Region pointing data
· · · ·
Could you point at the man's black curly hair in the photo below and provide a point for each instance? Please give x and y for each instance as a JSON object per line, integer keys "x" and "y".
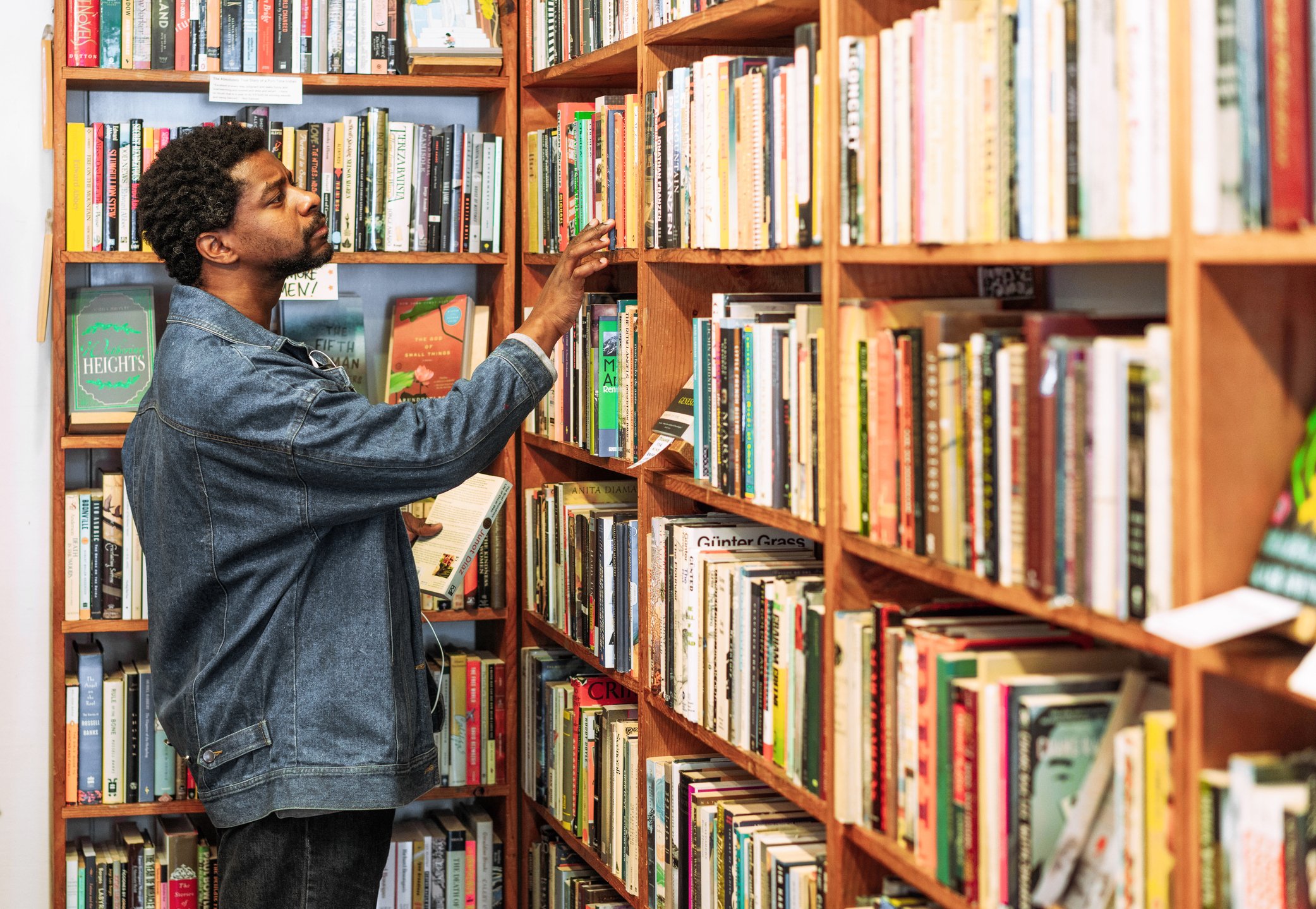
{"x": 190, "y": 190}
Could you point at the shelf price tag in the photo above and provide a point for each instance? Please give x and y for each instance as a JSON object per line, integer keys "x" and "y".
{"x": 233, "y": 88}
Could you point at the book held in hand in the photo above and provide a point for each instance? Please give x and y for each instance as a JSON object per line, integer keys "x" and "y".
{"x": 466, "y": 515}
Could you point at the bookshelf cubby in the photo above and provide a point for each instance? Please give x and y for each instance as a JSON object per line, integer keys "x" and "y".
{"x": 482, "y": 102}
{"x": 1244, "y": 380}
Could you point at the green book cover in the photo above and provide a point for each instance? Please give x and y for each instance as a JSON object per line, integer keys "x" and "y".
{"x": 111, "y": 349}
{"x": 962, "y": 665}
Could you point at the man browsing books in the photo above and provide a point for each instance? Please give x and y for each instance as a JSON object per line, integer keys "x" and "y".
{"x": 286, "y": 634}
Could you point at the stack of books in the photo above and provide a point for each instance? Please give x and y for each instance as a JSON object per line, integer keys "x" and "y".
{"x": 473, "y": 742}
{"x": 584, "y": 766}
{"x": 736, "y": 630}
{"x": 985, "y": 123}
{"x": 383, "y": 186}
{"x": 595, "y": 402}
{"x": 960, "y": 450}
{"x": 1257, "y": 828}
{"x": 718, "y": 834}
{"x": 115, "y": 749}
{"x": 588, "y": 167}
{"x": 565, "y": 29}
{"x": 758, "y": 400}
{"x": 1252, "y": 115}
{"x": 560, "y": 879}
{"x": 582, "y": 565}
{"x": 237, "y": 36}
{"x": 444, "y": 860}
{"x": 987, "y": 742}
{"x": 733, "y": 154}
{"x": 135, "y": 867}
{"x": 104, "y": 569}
· · · ·
The answer should consist of the lines from the one with "Could you point at the man browsing" through the last line of the entries, duplicated exactly and nothing more.

Could you point at the man browsing books in the photo above and provide a point for each instance? Please give x and y for each instance as a JSON object per line, integer keys "x" and "y".
{"x": 286, "y": 634}
Could you point at the stack of books in the photo above and provide a point for each instance? Please give x and y for each instance as a JSON object per line, integer keys "x" and "y".
{"x": 473, "y": 742}
{"x": 584, "y": 766}
{"x": 736, "y": 630}
{"x": 985, "y": 123}
{"x": 383, "y": 186}
{"x": 595, "y": 402}
{"x": 960, "y": 450}
{"x": 1257, "y": 828}
{"x": 718, "y": 834}
{"x": 115, "y": 749}
{"x": 588, "y": 167}
{"x": 565, "y": 29}
{"x": 758, "y": 400}
{"x": 1252, "y": 115}
{"x": 560, "y": 879}
{"x": 582, "y": 565}
{"x": 237, "y": 36}
{"x": 444, "y": 860}
{"x": 987, "y": 742}
{"x": 733, "y": 154}
{"x": 135, "y": 867}
{"x": 104, "y": 569}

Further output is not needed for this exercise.